» Extract to read

_ _ _ _ _ _ _

Changes to Maryland's medical marijuana program are expected to set off a “green rush” of entrepreneurs eager to get in on the action.
But until new rules governing the nascent industry are finalized, no one is quite sure what the economic impact will be.
The General Assembly voted to overhaul the state's flawed medical marijuana program during this year's session so patients can more easily get the drug. The fiscal note accompanying the bill predicted the program could have a “potentially meaningful” effect on small businesses.
Paul Davies, chair of the state’s Medical Marijuana Commission, acknowledged Maryland stands to benefit financially from the program. But he said it’s tough to make predictions about jobs and revenue when the commission has only just begun discussing the fees, regulations and taxes that will guide the industry.
“We can only go on the experiences in other states,” Davies said, “and it appears that it’s had a significant impact on their economies.”
For example, Colorado’s Department of Revenue reported $1.4 million in taxes and fees collected from January’s medical marijuana sales.

_ _ _ _ _ _ _

» Data extract

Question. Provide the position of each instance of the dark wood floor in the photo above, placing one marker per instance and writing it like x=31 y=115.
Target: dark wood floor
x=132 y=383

_ _ _ _ _ _ _

» What you need to do
Name every government body that the article on Maryland's medical marijuana program mentions.

» Exercise result
- The General Assembly
- The Medical Marijuana Commission
- Colorado's Department of Revenue